- [Stated goal]: Below is a set of records; restate each one word for word.

- [Information shown]:
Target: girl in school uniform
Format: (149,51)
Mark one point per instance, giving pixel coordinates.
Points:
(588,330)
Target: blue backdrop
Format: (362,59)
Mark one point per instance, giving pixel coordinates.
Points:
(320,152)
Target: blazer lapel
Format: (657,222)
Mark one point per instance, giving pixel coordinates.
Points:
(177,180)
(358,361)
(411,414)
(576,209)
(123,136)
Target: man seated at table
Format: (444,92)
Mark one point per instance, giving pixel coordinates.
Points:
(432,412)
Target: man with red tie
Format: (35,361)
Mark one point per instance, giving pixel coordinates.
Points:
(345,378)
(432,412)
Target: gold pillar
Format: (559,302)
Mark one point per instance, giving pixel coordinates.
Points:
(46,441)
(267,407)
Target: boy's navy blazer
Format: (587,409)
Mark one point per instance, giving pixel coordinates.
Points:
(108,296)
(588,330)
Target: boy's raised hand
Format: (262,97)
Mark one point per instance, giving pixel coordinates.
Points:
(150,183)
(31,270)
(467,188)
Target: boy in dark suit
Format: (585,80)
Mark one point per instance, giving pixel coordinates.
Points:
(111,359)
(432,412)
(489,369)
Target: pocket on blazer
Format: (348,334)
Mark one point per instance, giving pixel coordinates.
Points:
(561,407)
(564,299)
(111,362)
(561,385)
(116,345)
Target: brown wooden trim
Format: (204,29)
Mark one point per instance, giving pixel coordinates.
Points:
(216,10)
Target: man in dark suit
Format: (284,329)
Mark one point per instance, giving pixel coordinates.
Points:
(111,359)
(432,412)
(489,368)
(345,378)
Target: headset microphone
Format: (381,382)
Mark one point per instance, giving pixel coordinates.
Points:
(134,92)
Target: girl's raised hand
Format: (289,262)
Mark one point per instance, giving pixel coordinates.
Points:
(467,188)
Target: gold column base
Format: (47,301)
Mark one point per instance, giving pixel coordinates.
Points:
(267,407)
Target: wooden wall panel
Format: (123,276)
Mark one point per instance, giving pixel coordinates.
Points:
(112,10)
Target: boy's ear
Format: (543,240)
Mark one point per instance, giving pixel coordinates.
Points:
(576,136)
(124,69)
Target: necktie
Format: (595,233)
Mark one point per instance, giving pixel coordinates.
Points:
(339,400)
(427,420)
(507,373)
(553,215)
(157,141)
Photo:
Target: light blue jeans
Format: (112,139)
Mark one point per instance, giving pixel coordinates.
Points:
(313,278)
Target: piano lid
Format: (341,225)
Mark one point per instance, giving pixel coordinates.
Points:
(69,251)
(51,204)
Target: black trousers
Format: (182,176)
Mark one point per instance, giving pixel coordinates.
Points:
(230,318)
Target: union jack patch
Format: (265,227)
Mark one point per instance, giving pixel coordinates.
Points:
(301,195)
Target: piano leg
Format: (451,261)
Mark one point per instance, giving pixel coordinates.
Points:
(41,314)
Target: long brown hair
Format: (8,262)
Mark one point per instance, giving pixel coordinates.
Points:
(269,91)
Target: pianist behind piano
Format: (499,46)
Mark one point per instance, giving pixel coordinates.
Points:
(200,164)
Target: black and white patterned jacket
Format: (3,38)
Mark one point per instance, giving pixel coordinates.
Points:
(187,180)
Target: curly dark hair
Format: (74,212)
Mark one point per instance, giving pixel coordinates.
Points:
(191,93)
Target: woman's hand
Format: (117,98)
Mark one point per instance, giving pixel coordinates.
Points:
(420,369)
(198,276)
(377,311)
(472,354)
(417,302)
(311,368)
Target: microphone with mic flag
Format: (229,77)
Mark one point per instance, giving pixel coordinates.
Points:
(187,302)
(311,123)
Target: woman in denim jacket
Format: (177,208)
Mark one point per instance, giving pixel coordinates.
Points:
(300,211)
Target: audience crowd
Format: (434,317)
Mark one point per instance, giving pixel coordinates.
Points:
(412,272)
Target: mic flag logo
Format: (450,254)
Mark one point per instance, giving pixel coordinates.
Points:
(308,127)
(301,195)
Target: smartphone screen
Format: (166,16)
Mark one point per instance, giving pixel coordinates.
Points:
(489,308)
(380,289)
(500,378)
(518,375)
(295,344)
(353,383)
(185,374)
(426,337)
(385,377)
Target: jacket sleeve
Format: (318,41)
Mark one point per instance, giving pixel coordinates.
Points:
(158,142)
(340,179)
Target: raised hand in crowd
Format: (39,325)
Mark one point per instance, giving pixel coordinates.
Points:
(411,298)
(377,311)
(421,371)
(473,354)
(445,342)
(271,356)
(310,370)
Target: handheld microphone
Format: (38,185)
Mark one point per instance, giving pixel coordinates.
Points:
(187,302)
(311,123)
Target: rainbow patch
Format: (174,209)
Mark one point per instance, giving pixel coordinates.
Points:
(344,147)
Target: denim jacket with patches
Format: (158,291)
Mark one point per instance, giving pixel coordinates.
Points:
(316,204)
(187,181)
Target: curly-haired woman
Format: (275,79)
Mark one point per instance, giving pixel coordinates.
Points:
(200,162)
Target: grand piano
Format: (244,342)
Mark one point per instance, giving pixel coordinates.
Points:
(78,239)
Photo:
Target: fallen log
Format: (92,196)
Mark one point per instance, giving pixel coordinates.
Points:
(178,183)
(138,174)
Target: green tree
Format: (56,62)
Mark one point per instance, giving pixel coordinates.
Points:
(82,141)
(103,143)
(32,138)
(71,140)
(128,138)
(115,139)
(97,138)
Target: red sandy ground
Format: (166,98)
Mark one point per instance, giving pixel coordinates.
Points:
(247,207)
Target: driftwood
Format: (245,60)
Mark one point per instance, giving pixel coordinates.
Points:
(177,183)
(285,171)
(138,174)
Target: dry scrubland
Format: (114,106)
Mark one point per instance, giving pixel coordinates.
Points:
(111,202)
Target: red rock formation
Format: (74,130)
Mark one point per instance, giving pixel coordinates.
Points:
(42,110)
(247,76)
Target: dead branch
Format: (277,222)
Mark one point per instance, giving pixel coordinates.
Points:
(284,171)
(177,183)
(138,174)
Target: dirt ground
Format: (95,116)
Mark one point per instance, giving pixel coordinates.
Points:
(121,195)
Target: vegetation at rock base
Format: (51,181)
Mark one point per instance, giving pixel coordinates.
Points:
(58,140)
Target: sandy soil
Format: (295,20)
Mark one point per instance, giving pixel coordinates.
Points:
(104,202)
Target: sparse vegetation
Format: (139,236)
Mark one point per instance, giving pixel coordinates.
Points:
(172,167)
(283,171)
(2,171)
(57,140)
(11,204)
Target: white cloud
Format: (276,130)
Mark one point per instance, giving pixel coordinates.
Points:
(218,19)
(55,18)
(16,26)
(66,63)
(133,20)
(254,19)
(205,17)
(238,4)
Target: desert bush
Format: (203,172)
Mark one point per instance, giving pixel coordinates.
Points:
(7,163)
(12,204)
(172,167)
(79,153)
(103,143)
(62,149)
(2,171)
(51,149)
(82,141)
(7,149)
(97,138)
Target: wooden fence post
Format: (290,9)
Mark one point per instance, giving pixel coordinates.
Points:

- [The output]:
Target: girl in school uniform
Format: (149,51)
Mark one point per instance, giving pixel coordinates.
Points:
(588,330)
Target: blue backdrop
Format: (362,59)
Mark one point per instance, giving pixel coordinates.
Points:
(320,152)
Target: blazer lapel
Format: (657,222)
Mark one point per instance, giving pixel coordinates.
Points:
(177,180)
(358,361)
(411,414)
(576,209)
(123,136)
Target: man seated at table
Format: (444,92)
Mark one point per instance, giving pixel coordinates.
Points:
(432,412)
Target: man with red tie
Format: (35,361)
Mark one point per instance, giving pixel coordinates.
Points:
(345,378)
(432,412)
Target: gold pillar
Format: (559,302)
Mark one point per instance, giving pixel coordinates.
Points:
(46,441)
(267,407)
Target: boy's navy blazer
Format: (587,409)
Mark one point per instance, giving pixel coordinates.
Points:
(108,296)
(588,330)
Target: boy's raised hand
Format: (262,97)
Mark one point per instance, giving pixel coordinates.
Points:
(150,183)
(31,270)
(467,188)
Target: boy in dark suit
Format: (585,80)
Mark one point per instance, giving pixel coordinates.
Points:
(111,359)
(432,412)
(489,369)
Target: pocket on blazer
Format: (348,334)
Mark one point per instance, giving pixel coordinates.
Points:
(561,407)
(564,299)
(111,362)
(561,385)
(116,345)
Target: brown wooden trim
Format: (204,29)
Mark one point per instance, giving pixel coordinates.
Points:
(216,10)
Target: man in dark suit
Format: (284,329)
Mark one point per instance, giving pixel coordinates.
Points:
(111,359)
(432,412)
(489,368)
(345,378)
Target: headset microphone
Format: (381,382)
Mark one point per instance, giving pixel coordinates.
Points:
(134,92)
Target: girl's raised hand
Format: (289,262)
Mark one point per instance, giving pixel coordinates.
Points:
(467,188)
Target: gold column base
Format: (47,301)
Mark one point per instance, giving pixel coordinates.
Points:
(267,407)
Target: wooden wall panel
Format: (123,276)
Mark one point per instance, giving pixel coordinates.
Points:
(112,10)
Target: boy's ear
Format: (543,240)
Mark one point per instance, giving pixel coordinates.
Points:
(576,136)
(124,69)
Target: necktie
Format: (595,233)
Mark one point per instance, giving pixel coordinates.
Points:
(339,400)
(427,420)
(507,373)
(553,215)
(157,141)
Photo:
Target: light blue jeans
Format: (112,139)
Mark one point per instance, giving pixel coordinates.
Points:
(313,278)
Target: piano lid
Format: (341,225)
Mark one point per instance, giving pixel coordinates.
Points:
(69,251)
(51,204)
Target: black trousers
Format: (182,176)
Mark one point per instance, giving pixel coordinates.
Points:
(230,318)
Target: union jack patch
Format: (265,227)
Mark one point per instance, giving pixel coordinates.
Points:
(301,195)
Target: piano leg
Format: (451,261)
Mark one point per instance, giving pixel coordinates.
Points:
(41,314)
Target: long brown hair
Format: (8,262)
Mark one point per instance, giving pixel coordinates.
Points:
(269,91)
Target: pianist behind piano
Format: (499,46)
Mark one point per instance, giving pixel coordinates.
Points:
(200,164)
Target: black and white patterned jacket
Format: (3,38)
Mark one point per instance, giving pixel coordinates.
Points:
(187,180)
Target: curly dark hair
Format: (74,212)
Mark one point per instance, giving pixel coordinates.
Points:
(191,93)
Target: woman's hand
Format: (117,98)
Mark one point per instance, giving pixel coordinates.
Points:
(420,369)
(198,276)
(377,311)
(472,354)
(417,302)
(311,368)
Target: microphone with mic flag
Format: (229,77)
Mark one point per instance, giving pixel coordinates.
Points:
(187,302)
(311,123)
Target: woman in denim jacket
Format: (177,208)
Mark one point per instance, giving pixel coordinates.
Points:
(300,211)
Target: audience crowd
Format: (434,317)
Mark one point per instance, giving pixel coordinates.
Points:
(412,272)
Target: mic flag logo
Format: (450,254)
Mark one point per instance, giving pixel coordinates.
Points:
(308,127)
(301,195)
Target: smartphone screen
Format: (166,16)
Mark one point per instance, giving pixel coordinates.
Points:
(489,308)
(380,289)
(500,378)
(518,375)
(295,344)
(353,383)
(185,374)
(426,337)
(385,377)
Target: jacket sleeve
Format: (318,41)
Mark one point per instance, giving pixel coordinates.
Points:
(158,142)
(340,179)
Target: raised hand in crowd
Format: (39,325)
Mark one point per instance, giving pixel coordinates.
Points:
(411,298)
(377,311)
(421,371)
(473,354)
(445,342)
(271,356)
(310,370)
Target: handheld microphone
Format: (38,185)
Mark one point per instance, giving pixel coordinates.
Points:
(187,302)
(311,123)
Target: rainbow patch
Format: (174,209)
Mark one point per instance, giving pixel coordinates.
Points:
(344,147)
Target: denim jacket with patches
Format: (158,291)
Mark one point per instance, giving pixel coordinates.
Points:
(316,204)
(187,181)
Target: curly-haired woman
Format: (275,79)
Mark one point per instance, giving pixel coordinates.
Points:
(200,162)
Target: grand piano
Format: (244,342)
Mark one point per instance, giving pixel coordinates.
Points:
(78,239)
Photo:
Target: fallen log
Format: (92,196)
Mark one point per instance, giving pixel coordinates.
Points:
(178,183)
(138,174)
Target: green tree
Format: (56,62)
Mark one point per instance, giving pixel coordinates.
Points:
(82,141)
(103,143)
(32,138)
(71,140)
(128,138)
(115,139)
(97,138)
Target: red sandy ground
Format: (166,98)
Mark one point per instance, giving pixel coordinates.
Points:
(247,207)
Target: driftwood
Format: (245,60)
Mark one point per instance, giving pixel coordinates.
Points:
(177,183)
(285,171)
(138,174)
Target: dry scrubland
Format: (114,106)
Mark one point per instance, giving pixel coordinates.
Points:
(111,202)
Target: red rock formation
Format: (74,130)
Mark one point per instance, giving pixel coordinates.
Points:
(42,110)
(247,76)
Target: dead branch
Format: (277,222)
Mark one point per instance, giving pixel coordinates.
Points:
(284,171)
(177,183)
(138,174)
Target: dirt ground
Format: (95,116)
Mark one point per instance, giving pixel coordinates.
Points:
(121,195)
Target: vegetation at rock base
Format: (51,181)
Mark one point per instance, giving pixel coordinates.
Points:
(58,140)
Target: sandy soil
Format: (295,20)
Mark one point per instance, giving pixel coordinates.
Points:
(104,202)
Target: sparse vegetation
Format: (139,236)
Mark one point per instance, giving pixel coordinates.
Points:
(172,167)
(283,171)
(2,171)
(57,140)
(11,204)
Target: white cloud
Format: (276,130)
Mark one point per instance, giving pixel coordinates.
Points:
(218,19)
(55,18)
(16,26)
(66,63)
(133,20)
(254,19)
(205,17)
(238,4)
Target: desert bush
Format: (203,172)
Mark one point per instance, giving pixel coordinates.
Points:
(7,163)
(12,204)
(172,167)
(79,153)
(103,143)
(62,149)
(2,171)
(51,149)
(82,141)
(7,149)
(97,138)
Target: wooden fence post
Format: (290,9)
Mark one point per instance, giving pixel coordinates.
Points:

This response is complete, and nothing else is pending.